**Reading passage:**

American-bred Thoroughbred racehorse

Vanlandingham (foaled April 28, 1981, in Kentucky) was an American Champion Thoroughbred racehorse.

==Background==
Owned by Arkansas businessman John Ed Anthony, Vanlandingham was bred and raced by the Loblolly Stable. He was conditioned for racing by future U.S. Racing Hall of Fame trainer Shug McGaughey, who told Sports Illustrated in an October 14, 1985, article that the colt suffered from tender feet that stung him.

==Racing career==

===1984: three-year-old season===
Racing at age three, Vanlandingham broke the Oaklawn Park track record in winning the March 1984 Rebel Handicap. Sent to the Kentucky Derby, the colt fractured a pastern in his right foreleg during the race and finished sixteenth. The injury kept him out of racing for the next thirteen months.

===1985: Championship year===
In 1985, Vanlandingham won Grade I races on both dirt and turf. After he won the Suburban Handicap and the Jockey Club Gold Cup, his owner supplemented him for a fee of $360,000 to the November 2 Breeders' Cup Classic. Running at Aqueduct Racetrack that year, Vanlandingham finished seventh in the eight-horse field. Fourteen days later, the horse made his first start on grass at Laurel Park Racecourse and, with jockey Don MacBeth aboard, won the prestigious Washington, D.C. International Stakes over a field of American and international turf stars. Vanlandingham's 1985 performances earned him the Eclipse Award as American Champion Older Male Horse, plus he finished third in the balloting behind Proud Truth and winner Spend A Buck for American Horse of the Year honors.

===1986: five-year-old season===
Returning to racing in 1986 at age five, in his first start of the year Vanlandingham equaled the Gulfstream Park track record while winning the Canadian Turf Handicap. After finishing off the board in the March 2 Santa Anita Handicap, he sustained a career-ending injury to his left front pastern while competing in the April 6 Razorback Handicap at Oaklawn Park.

==Stud record==
Retired to stud duty, Vanlandingham met with modest success as the sire of 151 winners of 508 races. After standing in the United States, he was sent to Saudi Arabia in 1996.

**Task 1:** Update the Vanlandingham article by rewriting everything from "Vanlandingham (foaled April" down to "that stung him.", replacing "Loblolly Stable" with "Loblolly Farm".
**Task 2:** According to the Vanlandingham article, why did the colt not race for thirteen months after the 1984 Kentucky Derby?

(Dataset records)
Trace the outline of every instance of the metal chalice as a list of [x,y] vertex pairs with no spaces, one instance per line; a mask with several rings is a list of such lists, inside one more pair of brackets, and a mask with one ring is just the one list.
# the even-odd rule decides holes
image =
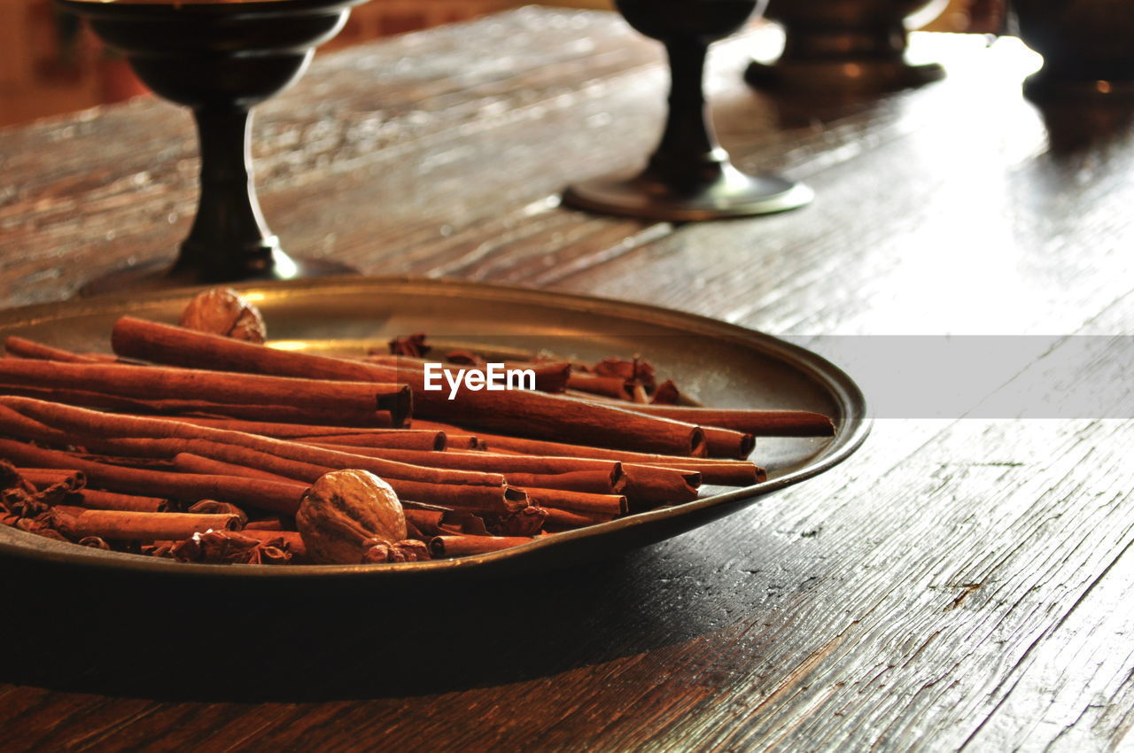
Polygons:
[[84,294],[353,271],[280,248],[256,201],[249,132],[252,107],[298,78],[362,1],[56,0],[86,18],[154,92],[193,110],[201,146],[197,212],[172,266],[112,273]]

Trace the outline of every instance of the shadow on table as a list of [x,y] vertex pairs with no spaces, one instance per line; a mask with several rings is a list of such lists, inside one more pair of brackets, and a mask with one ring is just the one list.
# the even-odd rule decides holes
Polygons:
[[159,700],[318,701],[548,676],[686,641],[739,606],[679,575],[680,558],[666,549],[446,590],[356,582],[249,592],[225,578],[174,589],[0,562],[11,607],[0,682]]

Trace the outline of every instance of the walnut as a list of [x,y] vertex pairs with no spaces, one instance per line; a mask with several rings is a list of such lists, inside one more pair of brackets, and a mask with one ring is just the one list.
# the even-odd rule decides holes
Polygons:
[[308,559],[328,565],[357,565],[374,547],[389,549],[406,539],[397,494],[366,471],[323,474],[303,496],[295,521]]
[[232,288],[211,288],[181,312],[181,327],[262,344],[268,332],[260,311]]

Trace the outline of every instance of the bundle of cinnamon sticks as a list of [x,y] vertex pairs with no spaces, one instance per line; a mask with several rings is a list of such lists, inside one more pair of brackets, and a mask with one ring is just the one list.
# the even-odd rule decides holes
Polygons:
[[318,562],[296,515],[316,481],[354,469],[405,518],[406,540],[364,561],[462,557],[688,502],[702,483],[752,485],[754,435],[833,433],[814,413],[674,405],[637,359],[541,361],[534,390],[449,399],[424,389],[423,336],[340,358],[127,316],[111,345],[6,341],[0,523],[180,561]]

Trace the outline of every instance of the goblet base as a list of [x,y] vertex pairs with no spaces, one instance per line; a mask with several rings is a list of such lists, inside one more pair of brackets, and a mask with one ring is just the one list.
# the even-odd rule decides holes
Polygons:
[[1134,81],[1128,78],[1083,78],[1052,74],[1041,68],[1024,81],[1024,96],[1033,102],[1134,103]]
[[682,191],[645,174],[608,176],[567,188],[564,203],[603,214],[670,222],[771,214],[811,203],[811,188],[775,176],[750,176],[730,164],[711,183]]
[[864,94],[922,86],[945,77],[936,62],[897,59],[753,60],[744,79],[755,88],[789,92],[850,91]]
[[168,290],[171,288],[195,287],[201,285],[225,285],[229,282],[257,282],[272,280],[297,280],[310,277],[332,277],[336,274],[357,274],[358,270],[322,259],[291,259],[280,253],[276,264],[264,273],[244,277],[242,279],[218,279],[200,269],[176,269],[166,260],[146,262],[136,266],[117,270],[104,277],[91,280],[78,290],[79,298],[108,293],[146,293],[151,290]]

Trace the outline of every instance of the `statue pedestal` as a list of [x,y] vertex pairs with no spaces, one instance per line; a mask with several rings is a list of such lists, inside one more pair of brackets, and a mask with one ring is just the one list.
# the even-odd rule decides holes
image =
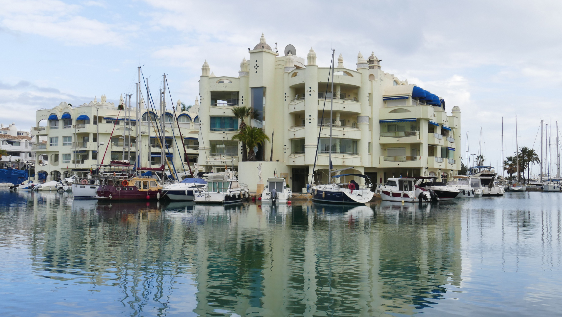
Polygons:
[[262,192],[264,191],[264,187],[265,186],[263,182],[259,182],[256,185],[256,194],[261,195]]

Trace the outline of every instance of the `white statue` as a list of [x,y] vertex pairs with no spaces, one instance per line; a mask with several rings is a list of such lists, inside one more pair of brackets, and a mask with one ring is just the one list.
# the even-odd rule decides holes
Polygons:
[[261,179],[261,163],[260,163],[257,165],[257,177],[260,178],[260,181],[258,182],[259,183],[263,182]]

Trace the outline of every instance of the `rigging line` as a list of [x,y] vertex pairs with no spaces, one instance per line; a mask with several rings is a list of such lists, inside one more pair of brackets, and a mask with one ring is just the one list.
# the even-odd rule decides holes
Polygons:
[[[316,141],[316,153],[314,154],[314,165],[312,167],[312,181],[314,181],[314,169],[316,169],[316,158],[318,157],[318,147],[320,146],[320,134],[322,133],[322,126],[324,125],[324,111],[326,109],[326,93],[328,93],[328,88],[330,86],[329,86],[329,85],[330,85],[330,74],[332,72],[332,67],[333,66],[332,65],[333,63],[333,62],[334,62],[333,55],[334,55],[334,54],[335,54],[335,53],[334,53],[334,52],[335,52],[335,51],[333,50],[332,53],[332,60],[330,61],[330,70],[329,70],[328,71],[328,81],[326,82],[326,90],[325,90],[325,92],[324,93],[324,107],[322,108],[322,119],[321,119],[321,120],[320,122],[320,130],[318,132],[318,140]],[[334,92],[332,91],[332,93],[333,94]],[[318,97],[318,96],[316,96],[316,97]],[[331,125],[332,122],[330,122],[330,124]],[[332,148],[332,144],[330,144],[329,146],[331,148]],[[331,162],[328,162],[328,172],[329,172],[329,171],[330,171],[330,163]],[[330,182],[330,177],[329,177],[329,176],[328,176],[328,183]]]
[[[170,95],[170,102],[173,103],[173,100],[174,99],[172,99],[172,94],[171,94],[171,93],[170,91],[170,85],[168,85],[168,82],[167,81],[166,82],[166,86],[167,86],[167,88],[168,88],[168,95]],[[173,105],[173,103],[172,103],[172,104]],[[172,107],[172,109],[174,110],[174,116],[175,117],[175,118],[176,118],[176,124],[178,125],[178,131],[179,131],[179,137],[182,139],[182,145],[183,147],[183,155],[184,155],[184,158],[185,158],[185,159],[187,159],[187,167],[189,168],[189,173],[191,174],[191,177],[193,177],[193,172],[191,171],[191,166],[190,166],[190,165],[189,165],[189,158],[187,157],[187,151],[185,150],[185,143],[184,141],[183,136],[182,135],[182,129],[180,129],[179,128],[179,121],[178,120],[178,116],[176,115],[175,107]],[[178,140],[175,140],[175,137],[174,137],[174,139],[175,140],[175,142],[176,142],[176,146],[178,146]],[[179,146],[178,146],[178,147],[179,148]],[[180,154],[179,153],[179,149],[178,149],[178,154]],[[183,162],[182,162],[182,165],[183,165]],[[185,167],[184,167],[184,168],[183,168],[183,171],[184,171],[184,173],[185,173]]]
[[[142,72],[141,72],[141,73],[143,75],[143,77],[144,77],[144,74],[143,73],[142,73]],[[147,98],[148,98],[148,104],[149,104],[149,109],[151,109],[152,110],[153,110],[154,111],[154,113],[156,113],[156,107],[154,106],[154,100],[152,99],[152,94],[150,92],[150,90],[148,90],[148,88],[147,88],[147,86],[146,86],[146,82],[144,82],[144,80],[143,81],[143,82],[144,82],[144,87],[146,88],[146,90],[147,90]],[[152,105],[150,105],[151,104],[152,104]],[[148,117],[150,118],[150,122],[152,125],[153,128],[154,128],[155,130],[156,130],[156,127],[158,127],[158,121],[157,120],[159,120],[160,119],[157,119],[156,120],[155,120],[154,121],[154,123],[153,123],[152,122],[152,116],[151,116],[149,115],[149,113]],[[155,119],[156,119],[156,118],[155,118]],[[155,124],[156,124],[156,127],[154,127]],[[158,132],[158,134],[160,135],[158,136],[159,137],[157,137],[157,139],[158,140],[158,142],[160,144],[160,146],[164,146],[164,145],[162,144],[162,140],[161,140],[161,137],[162,137],[162,136],[161,136],[161,134],[160,134],[160,131],[159,128],[158,128],[158,130],[157,131],[157,132]],[[150,127],[148,127],[148,130],[149,131],[150,130]],[[150,141],[149,139],[148,140],[148,141],[149,143],[149,141]],[[162,149],[162,148],[161,147],[160,148]],[[151,155],[152,155],[152,151],[151,151],[149,153],[151,153]],[[169,151],[168,153],[169,153]],[[167,156],[165,154],[164,155],[164,159],[166,160],[166,164],[168,166],[168,170],[170,171],[170,174],[171,174],[171,171],[172,171],[173,169],[170,167],[170,163],[168,162]],[[160,163],[162,163],[162,155],[160,155]],[[173,166],[173,164],[174,164],[174,162],[172,162],[172,165]],[[162,164],[162,165],[164,165],[164,164]],[[174,169],[175,170],[175,168],[174,168]],[[162,173],[163,176],[164,176],[164,174],[165,174],[165,173],[166,173],[165,172],[163,172],[163,173]],[[172,176],[173,177],[173,175],[172,175]],[[162,177],[164,177],[164,176],[162,176]]]

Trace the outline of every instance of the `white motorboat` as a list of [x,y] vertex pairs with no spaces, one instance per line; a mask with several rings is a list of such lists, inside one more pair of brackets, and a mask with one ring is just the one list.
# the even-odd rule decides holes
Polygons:
[[405,203],[429,202],[432,196],[429,191],[414,184],[415,178],[388,178],[384,185],[378,189],[380,198],[388,201]]
[[547,181],[542,185],[542,191],[548,192],[559,192],[560,191],[560,185],[558,182],[553,181]]
[[[285,178],[283,177],[269,177],[266,184],[264,191],[261,192],[262,201],[287,203],[293,196],[291,189],[287,187]],[[272,197],[273,190],[275,190],[275,196]]]
[[[477,181],[479,183],[479,180]],[[476,191],[470,186],[470,178],[466,175],[455,175],[453,180],[447,183],[447,186],[459,191],[457,198],[472,198],[475,197]],[[482,196],[482,192],[480,195]]]
[[162,189],[162,194],[165,194],[172,200],[193,200],[195,196],[193,190],[204,188],[207,181],[203,178],[184,178],[179,183],[168,184]]
[[431,190],[439,197],[439,200],[452,200],[456,198],[460,192],[447,186],[442,182],[436,182],[437,176],[419,176],[414,177],[418,180],[416,185],[424,189]]
[[515,182],[509,185],[509,191],[525,191],[527,185],[520,182]]
[[234,172],[226,172],[203,174],[207,177],[206,187],[194,190],[196,203],[232,204],[241,203],[248,197],[248,185],[238,182]]
[[35,186],[37,190],[57,190],[57,186],[61,183],[57,181],[51,181]]
[[[363,174],[341,174],[332,177],[342,181],[341,178],[346,176],[367,178]],[[345,178],[343,180],[342,182],[312,186],[312,201],[322,204],[360,204],[368,203],[373,199],[374,193],[371,191],[370,185],[360,185],[354,180],[346,183]]]
[[496,174],[494,170],[492,169],[493,168],[491,166],[477,166],[476,168],[490,169],[485,169],[470,177],[480,179],[480,183],[482,186],[482,196],[503,196],[505,191],[502,186],[494,183]]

**Response 1:**
Vanlandingham (foaled April 28, 1981, in Kentucky) was an American Champion Thoroughbred racehorse.

==Background==
Owned by Arkansas businessman John Ed Anthony, Vanlandingham was bred and raced by the Loblolly Farm. He was conditioned for racing by future U.S. Racing Hall of Fame trainer Shug McGaughey, who told Sports Illustrated in an October 14, 1985, article that the colt suffered from tender feet that stung him.

**Response 2:** During the Kentucky Derby he fractured a pastern in his right foreleg. That injury kept him out of racing for the next thirteen months.